::: Dataset records :::
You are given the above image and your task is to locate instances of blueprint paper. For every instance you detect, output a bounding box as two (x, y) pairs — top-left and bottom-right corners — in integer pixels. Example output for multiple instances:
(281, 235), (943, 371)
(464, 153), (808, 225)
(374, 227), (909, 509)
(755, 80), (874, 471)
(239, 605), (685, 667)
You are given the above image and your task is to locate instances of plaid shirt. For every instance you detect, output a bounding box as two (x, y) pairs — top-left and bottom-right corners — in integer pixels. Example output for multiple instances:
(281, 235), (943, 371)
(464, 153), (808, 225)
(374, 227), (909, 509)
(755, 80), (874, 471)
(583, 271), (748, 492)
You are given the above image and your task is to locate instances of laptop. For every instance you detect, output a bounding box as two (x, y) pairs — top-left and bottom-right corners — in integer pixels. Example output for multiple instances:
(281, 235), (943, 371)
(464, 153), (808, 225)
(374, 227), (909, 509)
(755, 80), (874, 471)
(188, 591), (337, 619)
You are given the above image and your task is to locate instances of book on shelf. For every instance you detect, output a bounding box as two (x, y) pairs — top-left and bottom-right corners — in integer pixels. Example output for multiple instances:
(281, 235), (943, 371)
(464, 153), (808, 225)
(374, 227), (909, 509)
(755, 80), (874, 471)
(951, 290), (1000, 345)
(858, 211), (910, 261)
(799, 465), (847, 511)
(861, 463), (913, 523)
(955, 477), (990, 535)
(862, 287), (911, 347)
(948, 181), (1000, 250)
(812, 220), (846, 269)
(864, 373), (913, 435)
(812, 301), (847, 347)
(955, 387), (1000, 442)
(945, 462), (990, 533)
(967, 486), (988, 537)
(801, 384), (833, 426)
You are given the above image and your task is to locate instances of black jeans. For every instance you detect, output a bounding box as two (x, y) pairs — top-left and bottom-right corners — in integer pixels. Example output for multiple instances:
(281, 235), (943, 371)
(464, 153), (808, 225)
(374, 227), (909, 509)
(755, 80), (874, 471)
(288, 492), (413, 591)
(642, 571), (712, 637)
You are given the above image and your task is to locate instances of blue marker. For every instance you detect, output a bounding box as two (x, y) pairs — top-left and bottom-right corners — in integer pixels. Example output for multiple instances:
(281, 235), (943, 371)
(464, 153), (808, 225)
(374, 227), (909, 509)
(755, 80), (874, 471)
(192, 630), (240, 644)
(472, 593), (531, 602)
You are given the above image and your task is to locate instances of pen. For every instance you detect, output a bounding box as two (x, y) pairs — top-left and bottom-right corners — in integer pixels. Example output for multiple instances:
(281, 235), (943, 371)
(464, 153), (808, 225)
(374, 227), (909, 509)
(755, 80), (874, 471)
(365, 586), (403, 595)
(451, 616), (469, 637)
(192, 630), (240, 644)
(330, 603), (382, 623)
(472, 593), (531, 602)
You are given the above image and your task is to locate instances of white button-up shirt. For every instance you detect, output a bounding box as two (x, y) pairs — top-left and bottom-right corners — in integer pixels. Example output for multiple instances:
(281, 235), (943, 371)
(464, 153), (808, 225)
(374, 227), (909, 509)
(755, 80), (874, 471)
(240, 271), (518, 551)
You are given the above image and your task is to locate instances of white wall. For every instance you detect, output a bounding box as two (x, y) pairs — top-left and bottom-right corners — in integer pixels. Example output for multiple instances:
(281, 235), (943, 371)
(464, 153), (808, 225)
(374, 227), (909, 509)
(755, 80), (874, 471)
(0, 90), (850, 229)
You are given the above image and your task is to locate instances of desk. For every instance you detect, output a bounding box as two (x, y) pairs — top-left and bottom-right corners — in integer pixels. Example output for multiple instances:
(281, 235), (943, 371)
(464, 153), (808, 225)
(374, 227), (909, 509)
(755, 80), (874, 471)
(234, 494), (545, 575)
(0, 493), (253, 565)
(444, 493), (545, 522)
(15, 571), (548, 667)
:::
What is expected
Can you convert every line of all the items above into a Markdown table with a Row column for the line's number and a Line column for its text, leaving out blank lines?

Exercise response
| Row | Line |
|---|---|
| 1 | You are given the above image and your task is to locate instances of blueprint paper. For every instance you detect, output a bounding box as two (x, y) pairs — top-left and bottom-right corners — in integer pixels. Example output for multiple instances: |
| 2 | (281, 235), (943, 371) |
| 3 | (464, 153), (808, 225) |
| 4 | (374, 227), (909, 509) |
| 5 | (755, 80), (874, 471) |
| 6 | (239, 605), (685, 667) |
| 7 | You are given the above image and your task is to locate instances of plaid shirt. For every instance you detect, output a bounding box as two (x, y) pairs — top-left and bottom-right corners — in integer pixels. Example output for multiple instances: |
| 8 | (281, 235), (943, 371) |
| 9 | (464, 153), (808, 225) |
| 10 | (374, 227), (909, 509) |
| 11 | (755, 80), (874, 471) |
| 12 | (583, 271), (748, 492) |
| 13 | You are given the above image and your task is to locate instances of laptop. For every instance you detect, output a bounding box as two (x, y) pairs — top-left and bottom-right corners — in integer pixels. Example output for multiple instances: |
| 14 | (281, 235), (943, 371) |
| 15 | (464, 153), (808, 225) |
| 16 | (374, 227), (909, 509) |
| 17 | (755, 80), (874, 471) |
| 18 | (188, 591), (337, 619) |
| 19 | You are given the above image and your task is to locate instances of book on shelf. For every instance you detect, output a bounding box as two (x, y) pairs — top-left and bottom-right corners — in integer pixels. Example output for multiple instances: |
| 20 | (281, 235), (943, 371) |
| 21 | (464, 153), (808, 225) |
| 22 | (374, 227), (909, 509) |
| 23 | (755, 80), (874, 471) |
| 24 | (951, 290), (1000, 345) |
| 25 | (858, 211), (910, 261) |
| 26 | (799, 465), (847, 511) |
| 27 | (861, 463), (913, 523) |
| 28 | (955, 477), (990, 535) |
| 29 | (862, 287), (911, 347) |
| 30 | (948, 181), (1000, 250) |
| 31 | (812, 220), (846, 269) |
| 32 | (864, 373), (913, 435) |
| 33 | (812, 301), (847, 347) |
| 34 | (955, 387), (1000, 442) |
| 35 | (945, 462), (990, 533) |
| 36 | (967, 486), (988, 537) |
| 37 | (801, 384), (833, 426) |
| 38 | You are given the above image and your task is to locate instances of black jeans. For every instance you detect, output a bounding box as two (x, y) pairs — top-left and bottom-right corners — in integer pixels. Example output for multiple instances: |
| 39 | (281, 235), (943, 371) |
| 40 | (464, 153), (808, 225) |
| 41 | (374, 227), (909, 509) |
| 42 | (755, 80), (874, 471) |
| 43 | (288, 492), (413, 591) |
| 44 | (642, 571), (712, 637) |
| 45 | You are given the above image and your task is to locate instances of blue marker. For every instance you detect, output a bounding box as two (x, y) pairs — top-left and bottom-right corners — in integer pixels. Example output for multiple instances: |
| 46 | (281, 235), (943, 371) |
| 47 | (464, 153), (808, 225) |
| 48 | (374, 227), (909, 509) |
| 49 | (755, 80), (874, 471) |
| 50 | (192, 630), (240, 644) |
| 51 | (472, 593), (531, 602) |
| 52 | You are given the above image and your task is to locate instances of pen. For every instance you detect, output a bounding box as two (x, y) pairs — top-left and bottom-right corners — in integer pixels. Example output for multiple instances: |
| 53 | (281, 235), (943, 371) |
| 54 | (464, 153), (808, 225) |
| 55 | (374, 227), (909, 509) |
| 56 | (755, 80), (874, 471) |
| 57 | (365, 586), (403, 595) |
| 58 | (451, 616), (469, 637) |
| 59 | (192, 630), (240, 644) |
| 60 | (330, 603), (382, 623) |
| 61 | (472, 593), (531, 602) |
| 62 | You are given the above image and your task is to locate instances of white button-up shirt. For every instance you detect, output a bounding box as two (x, y) pairs — top-left and bottom-right corners — in integer pixels. Example output for multiple instances: |
| 63 | (281, 235), (943, 371) |
| 64 | (464, 153), (808, 225) |
| 65 | (374, 227), (909, 509) |
| 66 | (755, 80), (874, 471) |
| 67 | (240, 271), (518, 551) |
| 68 | You are given the above image and your task is to locate instances of white wall. For every instance you detect, output a bounding box as two (x, y) pairs — top-left and bottom-right corners — in integer pixels. Example output for multiple instances: |
| 69 | (281, 235), (943, 371) |
| 70 | (464, 153), (808, 225) |
| 71 | (374, 227), (909, 509) |
| 72 | (755, 80), (874, 471) |
| 73 | (0, 90), (850, 229) |
| 74 | You are given the above image and your task is to locate instances of desk. For every instance you detect, output a bounding box as two (x, y) pairs — top-left and bottom-right corners — in integer pixels. Example output for multiple instances: |
| 75 | (281, 235), (943, 371) |
| 76 | (464, 153), (808, 225) |
| 77 | (374, 227), (909, 509) |
| 78 | (755, 80), (874, 471) |
| 79 | (234, 494), (545, 575) |
| 80 | (0, 493), (253, 565) |
| 81 | (444, 493), (545, 522) |
| 82 | (15, 571), (548, 667) |